* PAGE EXTRACT *
━━━━━━━━━━━━━━━━━━━━━━━━━━━━━━

What if Judge Lance Ito really does it? What if he pulls the plug, as he threatens he might, on the TV cameras at the O.J. trial?
Ito says he will hold a hearing on Nov. 7 to determine whether or not he kicks TV out of his courtroom. We'll all be watching -- one hand grasping the remote, the other pressed to our hearts.
Where would we be without gavel-to-gavel O.J.? How would we get through the winter?
We'd have to cancel the O.J. super-trial parties. We'd have to be content to read about the case -- or something. (Let me ask you a serious question: You ever read at a party?)
Try to imagine having to follow the trial without benefit of the TV camera.
That would mean, for instance, no action shots of Kato's hair.
No pictures of (good cop or bad cop?) Mark Fuhrman on the stand. If we can't see him testify, how are we going to know if he's telling the truth?
No up-close-and-personal, inside-the-courtroom looks at O.J. We've seen enough movies to know you can tell a lot about a defendant by his body language.

━━━━━━━━━━━━━━━━━━━━━━━━━━━━━━

* RAW DATA *
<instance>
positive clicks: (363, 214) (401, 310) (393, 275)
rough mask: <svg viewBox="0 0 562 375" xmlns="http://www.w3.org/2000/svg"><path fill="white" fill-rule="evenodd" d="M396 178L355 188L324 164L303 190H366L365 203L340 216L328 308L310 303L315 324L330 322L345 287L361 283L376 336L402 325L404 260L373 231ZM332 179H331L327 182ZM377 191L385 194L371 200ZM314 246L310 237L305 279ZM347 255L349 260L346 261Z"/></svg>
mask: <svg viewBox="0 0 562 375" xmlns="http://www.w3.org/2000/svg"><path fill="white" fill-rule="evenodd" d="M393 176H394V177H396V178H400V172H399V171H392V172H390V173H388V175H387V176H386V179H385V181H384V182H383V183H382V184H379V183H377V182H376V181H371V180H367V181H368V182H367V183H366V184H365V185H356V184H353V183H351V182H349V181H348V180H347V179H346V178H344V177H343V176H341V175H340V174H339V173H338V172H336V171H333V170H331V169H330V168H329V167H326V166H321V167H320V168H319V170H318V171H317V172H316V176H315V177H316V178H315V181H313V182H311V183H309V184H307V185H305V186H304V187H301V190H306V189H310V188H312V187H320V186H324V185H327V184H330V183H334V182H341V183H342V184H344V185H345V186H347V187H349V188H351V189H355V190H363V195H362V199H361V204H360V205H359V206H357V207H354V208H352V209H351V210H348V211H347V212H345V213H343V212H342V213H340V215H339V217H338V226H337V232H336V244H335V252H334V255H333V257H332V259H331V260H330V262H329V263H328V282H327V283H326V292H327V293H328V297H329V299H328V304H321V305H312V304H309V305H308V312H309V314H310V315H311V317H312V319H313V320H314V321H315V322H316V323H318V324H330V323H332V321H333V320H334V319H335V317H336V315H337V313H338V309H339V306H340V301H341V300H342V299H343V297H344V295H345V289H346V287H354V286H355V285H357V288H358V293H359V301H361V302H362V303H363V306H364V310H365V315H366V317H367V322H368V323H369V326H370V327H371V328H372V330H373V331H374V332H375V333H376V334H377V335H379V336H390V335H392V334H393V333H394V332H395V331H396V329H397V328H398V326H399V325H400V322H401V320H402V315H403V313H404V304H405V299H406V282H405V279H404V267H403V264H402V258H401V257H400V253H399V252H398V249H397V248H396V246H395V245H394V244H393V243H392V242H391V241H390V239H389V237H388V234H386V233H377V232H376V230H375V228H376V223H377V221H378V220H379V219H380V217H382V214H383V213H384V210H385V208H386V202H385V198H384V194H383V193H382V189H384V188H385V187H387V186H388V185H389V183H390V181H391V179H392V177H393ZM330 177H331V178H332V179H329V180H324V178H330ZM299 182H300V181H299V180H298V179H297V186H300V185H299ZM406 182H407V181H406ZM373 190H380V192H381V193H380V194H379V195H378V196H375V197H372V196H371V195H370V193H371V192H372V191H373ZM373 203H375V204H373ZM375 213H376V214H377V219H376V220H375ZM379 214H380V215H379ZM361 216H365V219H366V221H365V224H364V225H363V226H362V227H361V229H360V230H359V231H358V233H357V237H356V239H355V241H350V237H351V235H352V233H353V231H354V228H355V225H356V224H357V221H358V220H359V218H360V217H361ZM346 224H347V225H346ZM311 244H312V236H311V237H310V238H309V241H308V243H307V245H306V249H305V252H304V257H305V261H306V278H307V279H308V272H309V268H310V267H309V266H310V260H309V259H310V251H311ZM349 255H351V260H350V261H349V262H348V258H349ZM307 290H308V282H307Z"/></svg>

━━━━━━━━━━━━━━━━━━━━━━━━━━━━━━

* WHAT TO WORK ON *
1. Retype the stretch from "Where would we" through "the TV camera." in the piece about TV cameras at the O.J. trial, keeping every word as it appears.
2. Condense the paragraph beginning "Ito says he will hold a hearing" in the piece about TV cameras at the O.J. trial into a shorter version that keeps its main facts.

* TASK SOLUTIONS *
1.
Where would we be without gavel-to-gavel O.J.? How would we get through the winter?
We'd have to cancel the O.J. super-trial parties. We'd have to be content to read about the case -- or something. (Let me ask you a serious question: You ever read at a party?)
Try to imagine having to follow the trial without benefit of the TV camera.

2. Ito plans a Nov. 7 hearing to decide whether to bar TV from his courtroom, and everyone will be watching, remote in one hand and the other hand pressed to the heart.